[SOURCE MATERIAL Boundary: Start]
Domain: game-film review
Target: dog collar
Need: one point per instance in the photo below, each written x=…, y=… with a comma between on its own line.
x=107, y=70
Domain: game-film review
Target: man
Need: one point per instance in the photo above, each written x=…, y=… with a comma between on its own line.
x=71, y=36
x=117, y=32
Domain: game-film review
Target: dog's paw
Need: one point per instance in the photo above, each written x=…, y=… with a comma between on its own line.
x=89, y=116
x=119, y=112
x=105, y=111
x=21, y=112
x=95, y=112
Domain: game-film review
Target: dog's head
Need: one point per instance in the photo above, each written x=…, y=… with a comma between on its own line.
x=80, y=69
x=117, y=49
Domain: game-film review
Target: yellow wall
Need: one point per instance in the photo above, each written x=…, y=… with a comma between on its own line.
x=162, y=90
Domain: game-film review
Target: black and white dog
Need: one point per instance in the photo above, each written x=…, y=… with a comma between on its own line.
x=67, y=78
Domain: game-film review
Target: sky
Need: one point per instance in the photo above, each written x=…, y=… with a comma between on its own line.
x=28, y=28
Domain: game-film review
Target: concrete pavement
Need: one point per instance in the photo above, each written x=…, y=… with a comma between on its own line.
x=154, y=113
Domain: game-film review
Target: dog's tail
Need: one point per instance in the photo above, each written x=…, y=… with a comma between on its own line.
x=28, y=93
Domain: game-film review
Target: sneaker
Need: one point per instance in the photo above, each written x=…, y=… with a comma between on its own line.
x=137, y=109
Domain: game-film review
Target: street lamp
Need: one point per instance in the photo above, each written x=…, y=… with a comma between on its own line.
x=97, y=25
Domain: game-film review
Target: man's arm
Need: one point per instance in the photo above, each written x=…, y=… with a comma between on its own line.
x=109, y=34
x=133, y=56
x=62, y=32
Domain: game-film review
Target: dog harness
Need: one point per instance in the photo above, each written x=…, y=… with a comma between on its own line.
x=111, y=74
[SOURCE MATERIAL Boundary: End]
### [PROBLEM]
Word for word, restate the lines above from the line containing "Target: sky" through the line containing "Target: dog's tail", with both included and nothing else.

### [WRITTEN RESPONSE]
Target: sky
Need: one point per instance in the photo above, each written x=…, y=… with a comma between on its own line.
x=28, y=28
Domain: game-film review
Target: concrete pavement
Need: one point per instance in the photo above, each written x=…, y=… with a comma between on its own line.
x=154, y=113
Domain: game-film review
Target: dog's tail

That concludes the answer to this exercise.